> **Work to do**
Find each line below that contains the word "instance" and copy those lines.

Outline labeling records
□ □ □ □ □

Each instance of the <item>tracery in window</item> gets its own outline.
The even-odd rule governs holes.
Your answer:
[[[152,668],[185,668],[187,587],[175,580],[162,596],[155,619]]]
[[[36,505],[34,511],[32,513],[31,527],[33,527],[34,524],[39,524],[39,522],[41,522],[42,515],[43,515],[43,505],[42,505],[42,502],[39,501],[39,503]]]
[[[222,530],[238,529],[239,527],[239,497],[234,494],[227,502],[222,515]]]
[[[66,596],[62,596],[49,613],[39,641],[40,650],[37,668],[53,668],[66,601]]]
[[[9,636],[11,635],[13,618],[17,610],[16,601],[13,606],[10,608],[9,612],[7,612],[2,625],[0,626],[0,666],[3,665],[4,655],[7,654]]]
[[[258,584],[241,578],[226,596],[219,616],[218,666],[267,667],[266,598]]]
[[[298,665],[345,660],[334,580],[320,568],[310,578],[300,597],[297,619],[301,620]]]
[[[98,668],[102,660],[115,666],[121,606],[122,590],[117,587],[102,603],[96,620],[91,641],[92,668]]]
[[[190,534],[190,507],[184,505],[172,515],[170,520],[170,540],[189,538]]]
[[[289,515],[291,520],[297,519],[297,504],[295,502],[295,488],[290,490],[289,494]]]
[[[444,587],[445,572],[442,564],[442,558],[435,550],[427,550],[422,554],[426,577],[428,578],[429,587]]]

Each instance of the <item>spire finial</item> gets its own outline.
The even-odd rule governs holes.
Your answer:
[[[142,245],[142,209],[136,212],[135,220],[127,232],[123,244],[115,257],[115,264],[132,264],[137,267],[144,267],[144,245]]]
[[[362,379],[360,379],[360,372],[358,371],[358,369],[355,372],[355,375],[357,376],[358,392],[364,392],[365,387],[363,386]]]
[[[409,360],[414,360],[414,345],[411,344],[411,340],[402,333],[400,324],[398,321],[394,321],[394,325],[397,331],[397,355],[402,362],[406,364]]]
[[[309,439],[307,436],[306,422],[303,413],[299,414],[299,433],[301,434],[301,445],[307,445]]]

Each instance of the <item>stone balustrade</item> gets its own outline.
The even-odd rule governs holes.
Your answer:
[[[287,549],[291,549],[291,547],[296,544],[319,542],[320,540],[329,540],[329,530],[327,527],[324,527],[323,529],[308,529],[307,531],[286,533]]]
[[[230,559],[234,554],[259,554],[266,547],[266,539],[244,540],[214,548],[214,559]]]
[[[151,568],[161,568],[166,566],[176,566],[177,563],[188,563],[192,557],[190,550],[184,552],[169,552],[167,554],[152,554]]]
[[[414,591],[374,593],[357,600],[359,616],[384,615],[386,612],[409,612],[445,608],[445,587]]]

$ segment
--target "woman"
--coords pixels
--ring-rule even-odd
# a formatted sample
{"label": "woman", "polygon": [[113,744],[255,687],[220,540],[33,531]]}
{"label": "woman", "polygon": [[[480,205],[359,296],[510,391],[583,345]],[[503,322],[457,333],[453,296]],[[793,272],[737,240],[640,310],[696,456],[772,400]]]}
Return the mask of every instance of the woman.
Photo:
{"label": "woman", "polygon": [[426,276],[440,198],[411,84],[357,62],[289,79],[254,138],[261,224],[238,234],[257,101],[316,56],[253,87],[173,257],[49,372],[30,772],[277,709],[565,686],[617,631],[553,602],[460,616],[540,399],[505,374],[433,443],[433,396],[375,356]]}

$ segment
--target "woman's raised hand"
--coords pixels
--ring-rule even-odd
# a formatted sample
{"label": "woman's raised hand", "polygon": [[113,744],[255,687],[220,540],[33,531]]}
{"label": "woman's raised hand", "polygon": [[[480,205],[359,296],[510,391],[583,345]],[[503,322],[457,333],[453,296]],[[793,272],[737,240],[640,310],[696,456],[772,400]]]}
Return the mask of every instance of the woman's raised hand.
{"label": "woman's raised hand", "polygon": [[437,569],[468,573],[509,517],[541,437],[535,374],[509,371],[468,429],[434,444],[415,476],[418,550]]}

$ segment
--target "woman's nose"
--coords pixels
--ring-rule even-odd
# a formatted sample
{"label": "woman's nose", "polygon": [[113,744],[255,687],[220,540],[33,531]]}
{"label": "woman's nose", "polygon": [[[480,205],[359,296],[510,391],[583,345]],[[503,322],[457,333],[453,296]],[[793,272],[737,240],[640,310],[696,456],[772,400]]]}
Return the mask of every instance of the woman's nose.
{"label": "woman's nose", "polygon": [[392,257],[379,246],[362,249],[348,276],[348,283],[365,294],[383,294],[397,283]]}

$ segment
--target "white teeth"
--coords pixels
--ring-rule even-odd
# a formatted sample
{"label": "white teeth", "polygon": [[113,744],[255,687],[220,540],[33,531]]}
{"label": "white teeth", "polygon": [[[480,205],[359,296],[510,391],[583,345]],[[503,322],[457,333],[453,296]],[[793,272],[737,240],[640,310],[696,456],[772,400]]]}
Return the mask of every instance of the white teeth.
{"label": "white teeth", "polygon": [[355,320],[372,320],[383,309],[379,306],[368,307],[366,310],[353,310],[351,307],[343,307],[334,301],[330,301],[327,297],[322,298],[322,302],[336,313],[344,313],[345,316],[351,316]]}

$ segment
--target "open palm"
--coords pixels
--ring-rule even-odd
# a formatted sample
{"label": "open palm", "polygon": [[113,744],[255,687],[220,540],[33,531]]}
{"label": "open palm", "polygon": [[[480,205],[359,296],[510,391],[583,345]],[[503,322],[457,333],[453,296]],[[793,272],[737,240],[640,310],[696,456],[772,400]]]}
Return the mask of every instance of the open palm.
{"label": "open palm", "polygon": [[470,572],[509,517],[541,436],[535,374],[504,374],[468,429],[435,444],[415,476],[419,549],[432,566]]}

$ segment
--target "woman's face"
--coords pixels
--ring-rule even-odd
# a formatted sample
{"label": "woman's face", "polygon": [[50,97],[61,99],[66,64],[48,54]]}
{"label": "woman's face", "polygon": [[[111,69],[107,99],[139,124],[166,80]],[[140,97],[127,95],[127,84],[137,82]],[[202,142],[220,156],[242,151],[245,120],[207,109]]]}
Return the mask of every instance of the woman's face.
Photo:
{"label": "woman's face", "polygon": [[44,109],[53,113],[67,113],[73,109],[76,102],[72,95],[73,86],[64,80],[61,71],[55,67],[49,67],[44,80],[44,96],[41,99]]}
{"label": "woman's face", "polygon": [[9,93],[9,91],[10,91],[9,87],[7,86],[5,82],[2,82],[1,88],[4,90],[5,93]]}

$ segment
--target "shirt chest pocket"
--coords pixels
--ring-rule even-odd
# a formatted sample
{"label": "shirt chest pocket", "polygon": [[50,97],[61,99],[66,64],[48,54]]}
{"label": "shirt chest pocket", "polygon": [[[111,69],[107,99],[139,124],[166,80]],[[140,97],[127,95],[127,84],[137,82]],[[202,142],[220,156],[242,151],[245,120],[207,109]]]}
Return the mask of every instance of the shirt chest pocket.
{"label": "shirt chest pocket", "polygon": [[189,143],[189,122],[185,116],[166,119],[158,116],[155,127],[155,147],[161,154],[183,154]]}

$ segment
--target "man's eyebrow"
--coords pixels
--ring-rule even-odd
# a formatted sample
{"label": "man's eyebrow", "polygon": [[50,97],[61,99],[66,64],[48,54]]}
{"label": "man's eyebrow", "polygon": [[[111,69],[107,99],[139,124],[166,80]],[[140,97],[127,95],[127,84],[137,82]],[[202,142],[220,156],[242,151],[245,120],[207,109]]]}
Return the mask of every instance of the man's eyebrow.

□ □ □ □ □

> **Output for this task**
Each instance of the <item>tracery in window</item> gets its own outline.
Each instance of the <item>spire finial</item> gets its own outline.
Each instance of the <item>stone balustrade</item> gets its own outline.
Return the mask of every instance of the woman.
Return the mask of every instance of the woman's raised hand.
Return the mask of every instance of the woman's nose.
Return the mask of every instance of the white teeth.
Return the mask of every instance of the open palm.
Return the mask of every instance of the woman's face.
Return the mask of every instance of the shirt chest pocket.
Return the mask of every instance of the man's eyebrow.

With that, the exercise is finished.